Convert the material below into a Markdown table with the columns No. and Line, one row per line numbered in order. Leave out blank lines.
[start of Records for processing]
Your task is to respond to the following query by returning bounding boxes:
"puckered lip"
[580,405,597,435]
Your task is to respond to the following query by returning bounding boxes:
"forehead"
[end of Records for processing]
Result of this task |
| No. | Line |
|---|---|
| 1 | Your task is to respond to the following query by returning bounding boxes: |
| 2 | "puckered lip" |
| 3 | [580,405,597,435] |
| 4 | Your task is to respond to the following query by returning bounding boxes: |
| 5 | "forehead" |